## Set task 1
In the Enterprise 2.0 text, which things besides tools are named as parts of the equation?
## Set task 2
From the Enterprise 2.0 text, extract the passage starting with "Summary : what" and going on through "or losing credibility.", word for word.
## Set task 3
Continue the text on Enterprise 2.0 from its last sentence.

So…what’s the goal of an enterprise ? [Read more...]

Enterprise 2.0 in 2011 : value or denial of reality ?

Summary : what will happen in the Enterprise 2.0 world in 2011. Making predictions is very difficult because many things will depend on what enterprise 2.0 wants to become. After 5 years of experimentations, thoughts, discussions, there’s enough maturity on methodologies, limits, improvements to be made that we should say the big change is on its way. But the road is long from words to actions and many things will depend on enterprise 2.0′s ability to get out of kind of denial of enterprise. Accept to frankly talk about value, put hands into complex and sensitive mechanisms that drives production and execution, forget the idealistic and angelic vision of a dreamt organization driven by passion, openness and nice intentions wlll be key in 2011. What’s at stake : moving forward or losing credibility.

Before trying to guess what the enterprise 2.0 world will look like in 2011, let’s start summing up what has happened since 2006 and what the situation looks like today.

In 2006 Andrew McAfee came to the conclusion that the use of social software could support new ways of working. Nothing more, nothing less. That’s what he called “tech-enabled organization”. These new ways of working being made desirable and even necessary by the evolution of the economy and value creation models, lots of people tried to implement the above mentioned tools. Often without success. Then came the conclusion that (for those who did not get it before…) tools were nothing but enablers (the “tech-enabled” thing in McAfee’s writings is too often overlooked) and that organization, management, people and even culture were parts of the equation.

## Outline records
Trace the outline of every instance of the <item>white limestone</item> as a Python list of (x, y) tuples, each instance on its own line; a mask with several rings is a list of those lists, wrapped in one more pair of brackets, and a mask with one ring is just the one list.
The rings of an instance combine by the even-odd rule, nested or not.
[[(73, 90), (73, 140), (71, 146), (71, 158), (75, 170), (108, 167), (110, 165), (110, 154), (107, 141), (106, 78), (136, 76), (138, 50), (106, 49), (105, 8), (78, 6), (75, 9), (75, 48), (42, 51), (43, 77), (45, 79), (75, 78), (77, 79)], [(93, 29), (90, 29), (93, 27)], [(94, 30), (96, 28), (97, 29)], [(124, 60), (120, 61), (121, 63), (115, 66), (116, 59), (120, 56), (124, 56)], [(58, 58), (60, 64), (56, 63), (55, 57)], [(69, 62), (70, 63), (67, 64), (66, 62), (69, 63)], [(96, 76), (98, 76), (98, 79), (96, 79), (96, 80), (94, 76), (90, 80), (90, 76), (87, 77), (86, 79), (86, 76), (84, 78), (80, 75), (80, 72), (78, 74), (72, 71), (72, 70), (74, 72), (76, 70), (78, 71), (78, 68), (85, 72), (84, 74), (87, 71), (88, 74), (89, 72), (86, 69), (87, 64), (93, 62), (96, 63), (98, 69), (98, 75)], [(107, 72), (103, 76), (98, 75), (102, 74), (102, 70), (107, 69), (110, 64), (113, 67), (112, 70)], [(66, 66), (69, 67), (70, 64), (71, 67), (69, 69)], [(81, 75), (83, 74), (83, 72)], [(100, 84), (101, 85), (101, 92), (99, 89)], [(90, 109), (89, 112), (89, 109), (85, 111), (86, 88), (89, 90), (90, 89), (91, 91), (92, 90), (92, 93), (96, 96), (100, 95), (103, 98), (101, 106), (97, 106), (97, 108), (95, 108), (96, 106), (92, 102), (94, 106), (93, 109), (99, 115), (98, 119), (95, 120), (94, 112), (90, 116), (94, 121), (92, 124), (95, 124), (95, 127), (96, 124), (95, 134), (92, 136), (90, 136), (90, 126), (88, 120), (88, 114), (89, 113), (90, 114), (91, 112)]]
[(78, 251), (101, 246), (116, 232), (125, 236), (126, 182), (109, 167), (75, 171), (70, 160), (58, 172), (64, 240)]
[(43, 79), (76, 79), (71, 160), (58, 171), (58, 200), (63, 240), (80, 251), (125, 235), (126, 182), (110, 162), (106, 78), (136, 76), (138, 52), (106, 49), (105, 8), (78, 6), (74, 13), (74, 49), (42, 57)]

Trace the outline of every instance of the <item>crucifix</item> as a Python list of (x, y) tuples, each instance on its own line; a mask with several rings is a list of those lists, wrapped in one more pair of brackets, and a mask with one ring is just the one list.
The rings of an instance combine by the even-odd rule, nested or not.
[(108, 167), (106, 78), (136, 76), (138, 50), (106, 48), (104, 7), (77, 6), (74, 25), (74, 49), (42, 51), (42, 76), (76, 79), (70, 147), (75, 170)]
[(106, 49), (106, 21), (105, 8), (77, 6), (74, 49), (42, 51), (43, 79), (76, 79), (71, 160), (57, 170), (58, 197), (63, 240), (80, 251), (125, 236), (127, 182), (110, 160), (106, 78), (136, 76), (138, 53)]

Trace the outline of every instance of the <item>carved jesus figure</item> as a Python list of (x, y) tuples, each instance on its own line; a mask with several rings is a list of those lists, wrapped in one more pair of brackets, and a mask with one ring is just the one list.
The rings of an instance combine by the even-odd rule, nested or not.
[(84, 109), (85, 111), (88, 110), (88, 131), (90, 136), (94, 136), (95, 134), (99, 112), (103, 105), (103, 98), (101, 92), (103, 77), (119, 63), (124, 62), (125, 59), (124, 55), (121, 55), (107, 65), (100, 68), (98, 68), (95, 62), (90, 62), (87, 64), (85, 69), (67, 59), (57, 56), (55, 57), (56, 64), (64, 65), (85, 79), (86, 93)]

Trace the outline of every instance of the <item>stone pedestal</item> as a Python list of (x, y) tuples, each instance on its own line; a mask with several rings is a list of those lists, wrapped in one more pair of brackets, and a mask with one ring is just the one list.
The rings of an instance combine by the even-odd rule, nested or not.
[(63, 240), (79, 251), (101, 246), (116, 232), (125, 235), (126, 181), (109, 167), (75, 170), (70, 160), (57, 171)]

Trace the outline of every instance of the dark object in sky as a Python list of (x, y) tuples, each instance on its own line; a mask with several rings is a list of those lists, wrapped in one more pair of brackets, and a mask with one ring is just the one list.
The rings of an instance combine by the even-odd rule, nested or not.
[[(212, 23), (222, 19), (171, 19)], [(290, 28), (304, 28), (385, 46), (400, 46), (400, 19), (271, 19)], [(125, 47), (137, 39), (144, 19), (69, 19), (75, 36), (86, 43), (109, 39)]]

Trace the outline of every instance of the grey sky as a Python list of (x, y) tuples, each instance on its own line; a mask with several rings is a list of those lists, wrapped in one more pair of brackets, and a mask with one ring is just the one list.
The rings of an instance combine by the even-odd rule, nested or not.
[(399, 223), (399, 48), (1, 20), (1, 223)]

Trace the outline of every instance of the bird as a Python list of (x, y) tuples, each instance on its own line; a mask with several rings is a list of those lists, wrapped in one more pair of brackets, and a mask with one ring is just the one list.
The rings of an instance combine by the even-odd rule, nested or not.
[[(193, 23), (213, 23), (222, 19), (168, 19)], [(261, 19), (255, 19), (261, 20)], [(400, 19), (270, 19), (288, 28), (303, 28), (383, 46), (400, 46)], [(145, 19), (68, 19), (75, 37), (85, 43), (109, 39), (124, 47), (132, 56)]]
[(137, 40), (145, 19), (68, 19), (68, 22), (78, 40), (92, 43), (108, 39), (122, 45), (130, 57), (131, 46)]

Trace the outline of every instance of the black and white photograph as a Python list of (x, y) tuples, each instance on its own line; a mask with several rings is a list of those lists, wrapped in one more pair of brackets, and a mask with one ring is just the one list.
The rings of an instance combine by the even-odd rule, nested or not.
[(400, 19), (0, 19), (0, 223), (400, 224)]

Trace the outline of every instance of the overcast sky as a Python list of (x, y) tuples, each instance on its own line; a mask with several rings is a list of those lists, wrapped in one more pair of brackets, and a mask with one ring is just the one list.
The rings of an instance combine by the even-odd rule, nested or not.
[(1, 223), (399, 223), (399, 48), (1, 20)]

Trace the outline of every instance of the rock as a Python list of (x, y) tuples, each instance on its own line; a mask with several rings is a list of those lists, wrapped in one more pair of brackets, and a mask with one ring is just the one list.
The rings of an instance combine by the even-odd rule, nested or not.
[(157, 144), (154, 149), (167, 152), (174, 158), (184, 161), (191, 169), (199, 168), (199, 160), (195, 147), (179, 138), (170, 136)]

* * *

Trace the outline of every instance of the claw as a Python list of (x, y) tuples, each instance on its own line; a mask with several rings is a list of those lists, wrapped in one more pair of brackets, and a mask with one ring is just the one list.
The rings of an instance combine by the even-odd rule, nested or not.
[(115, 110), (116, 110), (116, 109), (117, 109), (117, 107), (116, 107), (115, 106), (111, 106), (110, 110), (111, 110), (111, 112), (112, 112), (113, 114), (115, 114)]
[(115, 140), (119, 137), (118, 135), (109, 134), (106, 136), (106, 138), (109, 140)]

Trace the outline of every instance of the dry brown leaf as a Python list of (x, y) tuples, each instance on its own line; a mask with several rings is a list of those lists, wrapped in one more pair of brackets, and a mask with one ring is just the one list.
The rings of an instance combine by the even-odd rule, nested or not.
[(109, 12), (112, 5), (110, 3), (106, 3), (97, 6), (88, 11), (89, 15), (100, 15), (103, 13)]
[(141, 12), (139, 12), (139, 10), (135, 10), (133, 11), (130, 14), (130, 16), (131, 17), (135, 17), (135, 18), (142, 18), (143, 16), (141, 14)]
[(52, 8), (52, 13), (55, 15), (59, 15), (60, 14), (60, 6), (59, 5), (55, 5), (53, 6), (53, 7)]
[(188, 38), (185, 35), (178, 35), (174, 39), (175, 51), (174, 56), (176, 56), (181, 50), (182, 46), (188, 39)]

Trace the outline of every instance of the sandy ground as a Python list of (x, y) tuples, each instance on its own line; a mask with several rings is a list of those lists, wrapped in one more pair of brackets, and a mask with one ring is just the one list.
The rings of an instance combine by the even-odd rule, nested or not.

## Task answer 1
Organization, management, people, and culture.

## Task answer 2
Summary : what will happen in the Enterprise 2.0 world in 2011. Making predictions is very difficult because many things will depend on what enterprise 2.0 wants to become. After 5 years of experimentations, thoughts, discussions, there’s enough maturity on methodologies, limits, improvements to be made that we should say the big change is on its way. But the road is long from words to actions and many things will depend on enterprise 2.0′s ability to get out of kind of denial of enterprise. Accept to frankly talk about value, put hands into complex and sensitive mechanisms that drives production and execution, forget the idealistic and angelic vision of a dreamt organization driven by passion, openness and nice intentions wlll be key in 2011. What’s at stake : moving forward or losing credibility.

## Task answer 3
With time and after lots of experimentations and reflection, it became obvious that the structure of work and organization had to be tackled (read my 2009 and 2010 predictions) to make the change possible and be sure it would improve value creation. What led to a consensus on the need to tackle business processes both for alignment and value creation matters. It was quite a logic conclusion for anyone knowing the deep mechanisms that drives operations and value creations but was light-years away from the dominant doctrine that was nearly exclusively focused on building communities above (and out of) the flow of work. The idea was not to favor the one or the other but to articulate both to meet organization needs and create synergies between unstructured cross-organization exchange dynamics and structured and vertical operation ones.

Meanwhile, tools improved a lot in terms of richness, integration capabilities etc.

Let’s sum-up :

• awareness that we have to tackle the organization mechanisms and machinery

• awareness that we have to articule on the flow and above the flow dynamics.

• awareness that we have to go beyond community dynamics

• existence of a lot of valuable knowledge and sets of practices about community management. Let’s be honest ; we have “best practices”, heaps of methodology, lots of cases and the tools to support the whole (Cf: the incredible work of the Community Roundtable). More and more people are now able to build and manage successful communities and what gives the opposite feeling is that too many businesses try to turn into communities what is not communities (hence the need to do beyond…)

• we have good social software tools.

So everything is alright and enterprise 2.0 won’t experience any issue in 2011. Things are going well, we’re on a straight highway and success is ahead. Problem : it seems we take pleasure driving with he hand brake on.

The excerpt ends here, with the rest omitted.